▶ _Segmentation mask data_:
++++++++

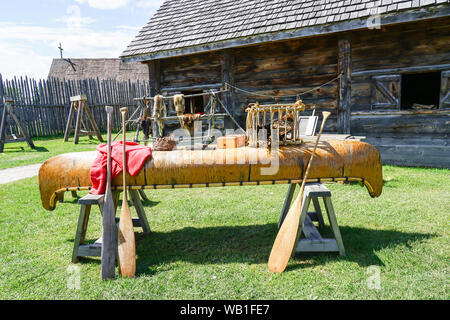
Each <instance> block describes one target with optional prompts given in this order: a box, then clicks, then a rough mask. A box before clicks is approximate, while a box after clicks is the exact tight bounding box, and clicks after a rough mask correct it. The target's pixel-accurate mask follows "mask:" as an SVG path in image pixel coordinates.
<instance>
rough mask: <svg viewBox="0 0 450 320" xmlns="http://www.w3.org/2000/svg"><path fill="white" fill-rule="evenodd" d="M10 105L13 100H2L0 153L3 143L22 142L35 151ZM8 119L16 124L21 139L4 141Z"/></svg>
mask: <svg viewBox="0 0 450 320" xmlns="http://www.w3.org/2000/svg"><path fill="white" fill-rule="evenodd" d="M12 103H14V100H13V99H11V98H6V97H4V98H3V114H2V119H1V121H0V153H2V152H3V148H4V146H5V143H14V142H22V141H26V142H27V143H28V145H29V146H30V148H31V149H36V147H35V146H34V144H33V141H32V140H31V138H30V136H29V135H28V131H27V130H25V127H24V126H23V125H22V123H20V121H19V118H17V117H16V115H15V114H14V111H13V109H12V107H11V104H12ZM8 118H11V119H12V120H13V121H14V122H15V123H16V126H17V129H19V130H20V133H21V134H22V138H13V139H6V126H7V124H8Z"/></svg>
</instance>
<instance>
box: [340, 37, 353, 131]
mask: <svg viewBox="0 0 450 320" xmlns="http://www.w3.org/2000/svg"><path fill="white" fill-rule="evenodd" d="M338 46H339V56H338V73H339V74H342V76H341V78H340V79H339V108H338V132H339V133H342V134H343V133H347V134H350V112H351V110H350V96H351V74H352V68H351V63H352V58H351V45H350V41H348V40H346V39H345V40H340V41H339V43H338Z"/></svg>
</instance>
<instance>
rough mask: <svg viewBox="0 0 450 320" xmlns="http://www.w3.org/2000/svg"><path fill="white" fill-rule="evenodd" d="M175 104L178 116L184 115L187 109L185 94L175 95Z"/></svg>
mask: <svg viewBox="0 0 450 320" xmlns="http://www.w3.org/2000/svg"><path fill="white" fill-rule="evenodd" d="M173 104H174V105H175V111H176V112H177V115H178V116H182V115H183V114H184V111H185V109H186V101H185V99H184V94H177V95H176V96H174V97H173Z"/></svg>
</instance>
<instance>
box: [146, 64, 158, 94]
mask: <svg viewBox="0 0 450 320" xmlns="http://www.w3.org/2000/svg"><path fill="white" fill-rule="evenodd" d="M148 72H149V76H150V94H151V96H152V97H154V96H156V95H157V94H160V93H161V61H159V60H152V61H149V63H148Z"/></svg>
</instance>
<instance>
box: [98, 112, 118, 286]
mask: <svg viewBox="0 0 450 320" xmlns="http://www.w3.org/2000/svg"><path fill="white" fill-rule="evenodd" d="M105 110H106V118H107V131H108V141H107V148H108V156H107V167H106V171H107V180H106V192H105V200H104V204H103V221H102V223H103V237H102V239H103V245H102V261H101V264H102V279H103V280H107V279H113V278H114V277H115V267H116V249H115V242H116V231H115V230H116V227H115V215H116V210H115V206H114V200H113V196H112V191H111V179H112V177H111V131H112V121H111V117H112V112H113V108H112V107H108V106H107V107H105Z"/></svg>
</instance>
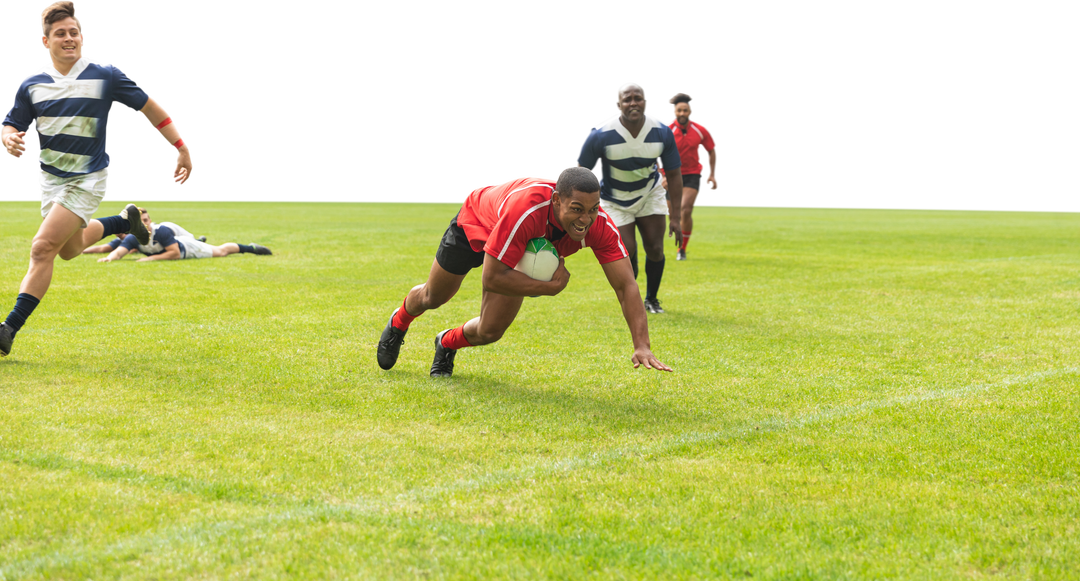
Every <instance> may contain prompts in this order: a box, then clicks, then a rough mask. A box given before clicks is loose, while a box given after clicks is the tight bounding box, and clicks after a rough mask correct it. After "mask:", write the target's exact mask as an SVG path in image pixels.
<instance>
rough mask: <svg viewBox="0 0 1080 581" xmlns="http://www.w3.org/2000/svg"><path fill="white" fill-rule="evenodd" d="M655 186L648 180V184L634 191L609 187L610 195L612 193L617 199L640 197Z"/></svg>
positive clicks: (622, 199) (625, 199)
mask: <svg viewBox="0 0 1080 581" xmlns="http://www.w3.org/2000/svg"><path fill="white" fill-rule="evenodd" d="M656 187H657V185H656V184H653V183H652V181H649V184H648V185H647V186H645V187H644V188H642V189H639V190H634V191H625V190H619V189H616V188H611V195H613V197H615V198H617V199H619V200H634V199H636V198H640V197H643V195H645V194H647V193H649V192H650V191H652V190H653V188H656Z"/></svg>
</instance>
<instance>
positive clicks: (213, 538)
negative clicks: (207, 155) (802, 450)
mask: <svg viewBox="0 0 1080 581" xmlns="http://www.w3.org/2000/svg"><path fill="white" fill-rule="evenodd" d="M1077 374H1080V368H1077V367H1070V368H1064V369H1051V370H1045V371H1038V373H1034V374H1028V375H1025V376H1014V377H1007V378H1004V379H1002V380H1000V381H997V382H994V383H978V384H970V386H963V387H959V388H946V389H937V390H930V391H923V392H920V393H916V394H909V395H901V396H895V397H890V398H888V400H885V401H877V402H866V403H863V404H860V405H854V406H839V407H829V408H825V409H821V410H818V411H812V413H808V414H804V415H801V416H798V417H794V418H777V419H762V420H757V421H753V422H750V423H745V424H743V425H741V427H738V428H732V429H728V430H724V431H717V432H710V433H693V432H691V433H684V434H678V435H676V436H673V437H669V438H666V440H664V441H663V442H660V443H658V444H656V445H652V446H639V445H631V446H620V447H613V448H610V449H607V450H599V451H596V452H594V454H591V455H588V456H579V457H573V458H564V459H559V460H556V461H553V462H545V463H542V464H534V465H526V467H519V468H517V469H515V470H510V471H498V472H492V473H490V474H486V475H484V476H482V477H478V478H469V479H463V481H458V482H455V483H450V484H448V485H441V486H429V487H420V488H415V489H411V490H407V491H406V492H404V494H397V495H394V496H393V497H392V498H368V499H353V500H350V501H349V502H325V501H320V500H318V499H309V500H306V501H302V502H287V501H285V499H268V498H266V497H265V495H261V494H259V492H258V491H251V492H248V494H242V495H238V492H237V490H234V489H233V488H232V486H234V485H228V486H222V485H207V484H205V483H191V482H185V481H180V479H175V478H168V477H162V476H160V475H154V474H147V473H143V472H139V471H136V470H133V469H126V468H114V467H99V465H86V464H85V463H82V462H76V461H71V460H68V459H64V458H43V457H38V458H29V459H28V458H25V457H18V458H12V457H8V456H3V457H0V460H3V461H9V462H13V463H17V464H23V465H28V467H32V468H36V469H40V470H64V471H71V472H78V473H80V474H83V475H87V476H91V477H94V478H100V479H114V481H121V482H122V483H123V484H126V485H137V486H140V487H151V488H160V489H162V490H164V491H168V492H186V494H193V495H198V496H201V497H204V498H206V499H208V500H221V501H228V502H237V501H240V502H244V503H253V504H257V505H261V506H266V505H268V504H271V505H273V508H272V509H271V510H270V511H265V510H260V511H259V512H257V513H255V514H252V515H249V516H246V517H244V518H241V519H235V521H211V522H205V523H199V524H193V525H188V526H185V527H179V528H171V527H166V528H165V529H164V530H159V531H153V532H152V533H151V535H138V536H134V537H129V538H125V539H123V540H122V541H120V542H116V543H111V544H109V545H107V546H104V548H94V549H90V548H81V549H78V550H76V551H66V552H56V553H53V554H51V555H48V556H40V557H35V558H31V559H27V560H24V562H16V563H12V564H11V565H9V566H4V567H0V579H5V578H8V577H9V576H10V577H12V578H22V577H26V576H31V575H39V573H46V572H48V571H49V570H51V569H56V568H65V567H68V566H70V565H72V564H79V565H80V567H85V566H89V565H91V564H93V563H95V562H96V563H108V562H110V560H112V559H114V558H117V557H119V556H123V555H131V554H143V553H147V552H151V551H154V550H165V551H176V550H177V546H183V545H189V546H193V545H201V544H213V543H215V542H216V541H218V540H220V539H221V538H222V537H226V536H228V535H233V533H238V532H245V531H258V530H265V529H266V528H268V527H269V528H279V527H284V526H287V525H289V524H298V523H305V522H313V521H327V519H339V521H352V519H355V518H372V517H374V518H376V519H377V521H390V522H392V517H391V516H388V515H393V514H407V513H409V512H420V511H422V510H423V509H424V506H426V505H429V504H433V503H438V502H442V501H443V500H445V498H444V497H447V496H453V495H459V494H462V492H480V491H484V490H487V489H492V488H500V489H503V488H504V487H507V486H515V485H522V484H523V483H524V484H525V485H526V486H528V485H531V484H535V481H538V479H542V478H558V477H562V476H565V475H566V474H568V473H570V472H575V471H578V470H585V469H596V468H603V467H605V465H606V464H611V463H617V462H646V461H649V460H651V459H653V457H662V456H671V455H676V456H677V455H678V452H679V451H680V450H684V449H685V448H688V447H696V446H703V445H705V446H707V445H711V444H716V443H721V442H728V441H733V440H740V438H746V437H758V436H760V435H762V434H764V433H768V432H781V431H789V430H799V429H802V428H805V427H808V425H811V424H819V423H827V422H834V421H838V420H845V419H848V418H851V417H856V416H861V415H864V414H867V413H872V411H877V410H883V409H889V408H895V407H903V406H910V405H917V404H921V403H926V402H933V401H940V400H951V398H962V397H967V396H970V395H976V394H984V395H987V396H993V392H994V391H996V390H1000V389H1003V388H1010V387H1015V386H1024V384H1029V383H1038V382H1039V381H1041V380H1043V379H1048V378H1053V377H1058V376H1063V375H1077ZM281 504H285V505H284V506H282V505H281ZM449 525H450V524H449V523H445V524H444V525H443V526H449ZM685 558H687V559H692V556H690V555H687V556H686V557H685Z"/></svg>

++++++++

▶ _Task brief_: Look above for the line with "box: [98, 112, 118, 286]", then give again exactly every line from there through the line with "186L648 180V184L634 191L609", skipping the pictures.

▶ _Answer for the task_:
box: [98, 112, 118, 286]
mask: <svg viewBox="0 0 450 320" xmlns="http://www.w3.org/2000/svg"><path fill="white" fill-rule="evenodd" d="M105 110H106V118H107V131H108V141H107V148H108V156H107V167H106V171H107V180H106V192H105V200H104V204H103V221H102V223H103V237H102V239H103V245H102V261H101V264H102V279H103V280H107V279H113V278H114V277H115V267H116V249H115V242H116V231H115V230H116V227H115V215H116V210H115V206H114V200H113V196H112V191H111V179H112V177H111V131H112V121H111V117H112V112H113V108H112V107H108V106H107V107H105Z"/></svg>
</instance>
Every <instance> may contain prompts in this order: a box, then clicks, then a rough mask. A box given before clicks is loose, while a box given after clicks is the tight bounding box, and clicks after a rough mask correct it. After "mask:", write the target's exact mask as an SVG path in image pixels.
<instance>
rough mask: <svg viewBox="0 0 1080 581" xmlns="http://www.w3.org/2000/svg"><path fill="white" fill-rule="evenodd" d="M655 186L648 180V184L634 191L609 187L610 195L612 193L617 199L640 197Z"/></svg>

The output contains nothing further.